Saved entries
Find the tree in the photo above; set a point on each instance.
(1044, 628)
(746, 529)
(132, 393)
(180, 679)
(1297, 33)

- [Your goal]
What you write must match the records above exactly, line for line.

- [The answer]
Find the tree in the photo above; set a point on each instance.
(1044, 628)
(746, 529)
(132, 393)
(180, 679)
(1297, 33)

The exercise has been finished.